- **Exercise**
Return every line below that contains the word "chair".

- **Input**
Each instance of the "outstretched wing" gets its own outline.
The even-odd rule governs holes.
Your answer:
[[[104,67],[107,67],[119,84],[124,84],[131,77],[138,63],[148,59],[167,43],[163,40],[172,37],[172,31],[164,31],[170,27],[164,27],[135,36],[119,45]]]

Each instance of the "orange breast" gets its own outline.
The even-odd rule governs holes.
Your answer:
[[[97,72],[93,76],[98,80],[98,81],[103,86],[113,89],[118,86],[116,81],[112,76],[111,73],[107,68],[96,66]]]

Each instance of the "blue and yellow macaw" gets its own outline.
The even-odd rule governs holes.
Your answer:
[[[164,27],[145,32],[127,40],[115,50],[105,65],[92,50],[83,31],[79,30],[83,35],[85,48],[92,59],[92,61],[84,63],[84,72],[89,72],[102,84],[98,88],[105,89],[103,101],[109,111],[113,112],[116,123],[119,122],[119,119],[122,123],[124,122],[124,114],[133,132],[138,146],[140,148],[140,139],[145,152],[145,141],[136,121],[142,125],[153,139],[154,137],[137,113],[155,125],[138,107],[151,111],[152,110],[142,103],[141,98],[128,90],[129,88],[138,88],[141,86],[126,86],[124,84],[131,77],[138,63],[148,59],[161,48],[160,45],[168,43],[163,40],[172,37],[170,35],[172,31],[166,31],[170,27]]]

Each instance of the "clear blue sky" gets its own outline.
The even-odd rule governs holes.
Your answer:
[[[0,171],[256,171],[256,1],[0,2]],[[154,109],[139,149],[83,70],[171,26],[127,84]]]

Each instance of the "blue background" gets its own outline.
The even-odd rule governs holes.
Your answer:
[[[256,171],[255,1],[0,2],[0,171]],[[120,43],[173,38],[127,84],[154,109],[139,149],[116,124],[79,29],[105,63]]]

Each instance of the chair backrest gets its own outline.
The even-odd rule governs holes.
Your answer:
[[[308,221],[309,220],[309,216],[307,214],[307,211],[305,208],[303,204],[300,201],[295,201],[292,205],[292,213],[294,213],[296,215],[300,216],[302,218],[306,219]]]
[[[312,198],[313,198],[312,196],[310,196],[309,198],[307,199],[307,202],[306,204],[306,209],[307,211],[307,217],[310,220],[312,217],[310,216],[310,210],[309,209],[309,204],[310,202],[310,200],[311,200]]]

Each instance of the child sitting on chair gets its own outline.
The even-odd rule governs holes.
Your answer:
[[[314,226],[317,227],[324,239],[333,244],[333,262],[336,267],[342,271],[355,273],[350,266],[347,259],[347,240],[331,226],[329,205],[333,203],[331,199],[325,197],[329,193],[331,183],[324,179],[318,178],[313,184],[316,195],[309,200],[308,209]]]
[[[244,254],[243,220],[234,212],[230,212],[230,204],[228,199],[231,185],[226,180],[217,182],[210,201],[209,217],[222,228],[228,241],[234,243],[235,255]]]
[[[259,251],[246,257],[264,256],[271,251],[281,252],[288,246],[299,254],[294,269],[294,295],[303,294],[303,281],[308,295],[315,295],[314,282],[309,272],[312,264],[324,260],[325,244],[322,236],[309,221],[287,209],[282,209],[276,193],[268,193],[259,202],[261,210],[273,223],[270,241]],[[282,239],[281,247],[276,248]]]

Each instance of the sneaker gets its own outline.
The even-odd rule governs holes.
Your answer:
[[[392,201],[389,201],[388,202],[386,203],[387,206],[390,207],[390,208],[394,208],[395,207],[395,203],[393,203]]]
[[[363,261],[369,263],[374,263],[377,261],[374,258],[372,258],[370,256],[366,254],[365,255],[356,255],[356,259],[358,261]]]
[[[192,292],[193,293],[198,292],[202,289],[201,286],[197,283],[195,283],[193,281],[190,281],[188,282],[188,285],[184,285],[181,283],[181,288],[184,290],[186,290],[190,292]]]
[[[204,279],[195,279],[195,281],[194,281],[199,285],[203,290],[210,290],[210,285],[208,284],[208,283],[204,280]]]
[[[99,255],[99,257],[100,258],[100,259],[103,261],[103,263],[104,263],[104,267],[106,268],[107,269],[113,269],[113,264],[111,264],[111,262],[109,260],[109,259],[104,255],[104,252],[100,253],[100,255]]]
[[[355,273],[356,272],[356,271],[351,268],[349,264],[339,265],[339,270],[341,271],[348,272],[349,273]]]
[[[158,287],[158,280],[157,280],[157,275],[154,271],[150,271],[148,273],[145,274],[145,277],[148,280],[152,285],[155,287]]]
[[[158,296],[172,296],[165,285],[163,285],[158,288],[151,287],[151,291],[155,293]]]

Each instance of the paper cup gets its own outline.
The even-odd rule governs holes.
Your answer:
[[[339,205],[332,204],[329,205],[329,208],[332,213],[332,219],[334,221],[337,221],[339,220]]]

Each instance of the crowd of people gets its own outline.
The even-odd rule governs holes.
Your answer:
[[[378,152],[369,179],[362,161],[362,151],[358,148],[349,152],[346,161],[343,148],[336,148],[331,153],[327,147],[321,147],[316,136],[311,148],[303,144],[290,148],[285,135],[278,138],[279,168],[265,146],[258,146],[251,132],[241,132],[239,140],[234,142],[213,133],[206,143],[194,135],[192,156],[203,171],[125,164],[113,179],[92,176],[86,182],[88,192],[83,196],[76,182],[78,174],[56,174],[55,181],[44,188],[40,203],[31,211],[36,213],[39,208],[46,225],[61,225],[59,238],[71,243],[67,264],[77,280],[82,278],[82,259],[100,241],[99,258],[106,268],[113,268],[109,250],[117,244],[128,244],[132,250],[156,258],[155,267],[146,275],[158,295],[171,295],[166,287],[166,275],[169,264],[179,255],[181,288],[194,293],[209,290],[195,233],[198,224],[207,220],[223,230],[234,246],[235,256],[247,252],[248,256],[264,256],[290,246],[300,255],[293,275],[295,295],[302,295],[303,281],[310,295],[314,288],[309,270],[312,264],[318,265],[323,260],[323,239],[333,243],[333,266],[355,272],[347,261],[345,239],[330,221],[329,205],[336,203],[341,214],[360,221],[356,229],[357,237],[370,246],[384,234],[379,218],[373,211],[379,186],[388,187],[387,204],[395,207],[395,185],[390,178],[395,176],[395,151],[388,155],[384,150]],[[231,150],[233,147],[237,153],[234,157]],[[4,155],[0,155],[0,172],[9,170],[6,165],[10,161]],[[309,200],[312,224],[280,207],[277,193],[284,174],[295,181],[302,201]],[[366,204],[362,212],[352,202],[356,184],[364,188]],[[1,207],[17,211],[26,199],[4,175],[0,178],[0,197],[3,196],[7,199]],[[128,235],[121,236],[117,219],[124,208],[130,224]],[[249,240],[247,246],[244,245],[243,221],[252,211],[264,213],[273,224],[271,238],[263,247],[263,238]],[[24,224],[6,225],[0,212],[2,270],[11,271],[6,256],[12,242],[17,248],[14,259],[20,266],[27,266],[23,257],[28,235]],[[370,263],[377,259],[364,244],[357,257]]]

- **Answer to this exercise**
Each instance of the chair backrest gets its own outline.
Each instance of the child sitting on chair gets its own outline.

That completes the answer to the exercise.